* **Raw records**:
——
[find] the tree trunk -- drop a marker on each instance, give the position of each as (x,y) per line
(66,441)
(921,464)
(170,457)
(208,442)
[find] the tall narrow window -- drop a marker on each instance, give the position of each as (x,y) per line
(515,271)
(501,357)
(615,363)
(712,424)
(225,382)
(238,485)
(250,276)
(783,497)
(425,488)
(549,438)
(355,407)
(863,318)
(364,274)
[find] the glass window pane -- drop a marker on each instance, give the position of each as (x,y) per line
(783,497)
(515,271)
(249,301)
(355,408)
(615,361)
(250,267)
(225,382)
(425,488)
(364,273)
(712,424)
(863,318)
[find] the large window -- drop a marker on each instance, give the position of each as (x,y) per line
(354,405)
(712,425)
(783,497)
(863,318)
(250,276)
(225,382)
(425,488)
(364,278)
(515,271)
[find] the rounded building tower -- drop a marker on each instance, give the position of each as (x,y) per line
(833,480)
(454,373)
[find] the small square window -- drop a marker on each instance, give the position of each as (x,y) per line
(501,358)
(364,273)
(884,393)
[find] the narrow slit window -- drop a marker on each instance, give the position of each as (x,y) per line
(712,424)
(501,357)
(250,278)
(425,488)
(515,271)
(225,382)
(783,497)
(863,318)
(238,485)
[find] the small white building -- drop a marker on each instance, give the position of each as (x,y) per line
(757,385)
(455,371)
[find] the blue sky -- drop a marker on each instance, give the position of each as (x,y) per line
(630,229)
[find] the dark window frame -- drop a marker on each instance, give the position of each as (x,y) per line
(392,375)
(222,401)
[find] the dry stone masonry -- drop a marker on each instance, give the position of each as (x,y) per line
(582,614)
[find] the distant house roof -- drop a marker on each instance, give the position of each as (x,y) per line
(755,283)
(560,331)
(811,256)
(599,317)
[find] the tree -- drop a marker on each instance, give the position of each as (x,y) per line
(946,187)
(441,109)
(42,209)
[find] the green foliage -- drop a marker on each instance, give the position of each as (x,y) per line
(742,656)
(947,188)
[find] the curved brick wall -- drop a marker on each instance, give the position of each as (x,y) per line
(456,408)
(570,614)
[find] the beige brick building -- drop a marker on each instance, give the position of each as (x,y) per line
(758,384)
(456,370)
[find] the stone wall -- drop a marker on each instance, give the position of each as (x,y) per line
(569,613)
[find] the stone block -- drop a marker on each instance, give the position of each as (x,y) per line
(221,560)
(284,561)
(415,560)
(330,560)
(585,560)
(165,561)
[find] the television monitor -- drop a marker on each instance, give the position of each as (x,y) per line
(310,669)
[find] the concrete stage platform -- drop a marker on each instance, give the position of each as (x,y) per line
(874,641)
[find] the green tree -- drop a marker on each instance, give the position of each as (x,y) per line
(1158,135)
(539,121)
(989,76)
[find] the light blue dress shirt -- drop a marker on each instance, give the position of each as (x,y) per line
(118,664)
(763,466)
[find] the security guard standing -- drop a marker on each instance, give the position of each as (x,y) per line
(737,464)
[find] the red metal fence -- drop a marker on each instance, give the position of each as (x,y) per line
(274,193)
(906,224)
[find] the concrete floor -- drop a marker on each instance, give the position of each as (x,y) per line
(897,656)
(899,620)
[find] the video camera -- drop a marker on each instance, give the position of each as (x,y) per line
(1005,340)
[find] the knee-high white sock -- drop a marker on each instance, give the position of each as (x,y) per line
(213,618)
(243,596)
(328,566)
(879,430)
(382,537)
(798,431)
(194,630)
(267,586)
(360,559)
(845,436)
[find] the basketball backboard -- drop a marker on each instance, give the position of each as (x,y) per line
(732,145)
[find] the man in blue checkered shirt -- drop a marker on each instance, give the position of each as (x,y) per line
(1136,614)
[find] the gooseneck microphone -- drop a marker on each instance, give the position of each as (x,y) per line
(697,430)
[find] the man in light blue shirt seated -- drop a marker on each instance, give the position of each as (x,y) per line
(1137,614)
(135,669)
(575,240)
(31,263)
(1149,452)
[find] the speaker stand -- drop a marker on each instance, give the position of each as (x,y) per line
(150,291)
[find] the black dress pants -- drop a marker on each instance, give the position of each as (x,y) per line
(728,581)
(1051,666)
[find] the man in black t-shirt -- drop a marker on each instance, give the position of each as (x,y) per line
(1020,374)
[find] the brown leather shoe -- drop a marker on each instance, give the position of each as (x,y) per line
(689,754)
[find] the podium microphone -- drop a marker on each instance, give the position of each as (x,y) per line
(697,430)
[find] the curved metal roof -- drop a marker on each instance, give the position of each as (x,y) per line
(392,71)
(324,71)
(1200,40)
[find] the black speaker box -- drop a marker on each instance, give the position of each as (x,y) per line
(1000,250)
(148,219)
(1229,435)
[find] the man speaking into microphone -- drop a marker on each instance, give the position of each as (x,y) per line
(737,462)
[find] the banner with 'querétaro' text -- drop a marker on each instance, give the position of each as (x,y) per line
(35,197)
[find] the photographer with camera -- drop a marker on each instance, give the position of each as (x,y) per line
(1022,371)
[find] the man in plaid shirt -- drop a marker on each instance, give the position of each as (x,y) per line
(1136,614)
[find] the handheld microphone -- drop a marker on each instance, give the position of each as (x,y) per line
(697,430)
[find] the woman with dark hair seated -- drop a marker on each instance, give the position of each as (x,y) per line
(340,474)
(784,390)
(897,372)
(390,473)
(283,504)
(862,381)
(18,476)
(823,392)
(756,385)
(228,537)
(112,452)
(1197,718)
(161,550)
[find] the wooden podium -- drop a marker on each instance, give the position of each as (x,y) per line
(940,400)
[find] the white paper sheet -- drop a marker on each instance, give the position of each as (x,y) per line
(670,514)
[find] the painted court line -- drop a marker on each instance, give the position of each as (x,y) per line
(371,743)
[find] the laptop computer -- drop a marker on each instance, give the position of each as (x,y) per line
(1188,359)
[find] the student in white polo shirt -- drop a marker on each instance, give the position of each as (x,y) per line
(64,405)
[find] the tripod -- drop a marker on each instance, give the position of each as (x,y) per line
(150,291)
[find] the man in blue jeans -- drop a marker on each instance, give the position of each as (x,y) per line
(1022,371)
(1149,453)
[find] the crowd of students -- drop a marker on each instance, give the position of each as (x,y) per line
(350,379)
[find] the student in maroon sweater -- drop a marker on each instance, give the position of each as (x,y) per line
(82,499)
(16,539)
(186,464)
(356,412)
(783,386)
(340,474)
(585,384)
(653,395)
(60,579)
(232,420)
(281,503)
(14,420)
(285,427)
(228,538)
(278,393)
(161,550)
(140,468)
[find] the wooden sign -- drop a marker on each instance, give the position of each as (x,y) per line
——
* **Brief**:
Write the lines out verbatim, from the one with "[find] the painted" through the last line of the entries, and stop there.

* **Output**:
[find] the painted court line -- drop a marker on each instance, give the position of each as (x,y) per line
(371,743)
[find] the laptop computer -- drop a marker on each instance, give the position of each as (x,y) per line
(1188,359)
[find] the student in white polo shirt -- drop a marker on each instance, give the position of each as (x,y) per line
(64,405)
[find] the tripod -- drop a marker on each instance, give the position of each as (x,y) per line
(150,291)
[find] the man in blue jeans -- drop a marker on each instance, give the position of each as (x,y) per line
(1022,371)
(1149,453)
[find] the crowd of students -- drop a marker on each instance, give the position of each as (x,y) per line
(350,379)
[find] the student in maroon sweater -- drop a marker on each instance, give the position of each as (x,y) per line
(82,499)
(16,539)
(186,464)
(356,412)
(783,386)
(340,474)
(585,384)
(653,395)
(60,579)
(232,420)
(281,503)
(14,420)
(285,427)
(228,538)
(278,393)
(161,550)
(140,468)
[find] the wooden sign -- drop a marker on each instance, give the position of each as (x,y) per line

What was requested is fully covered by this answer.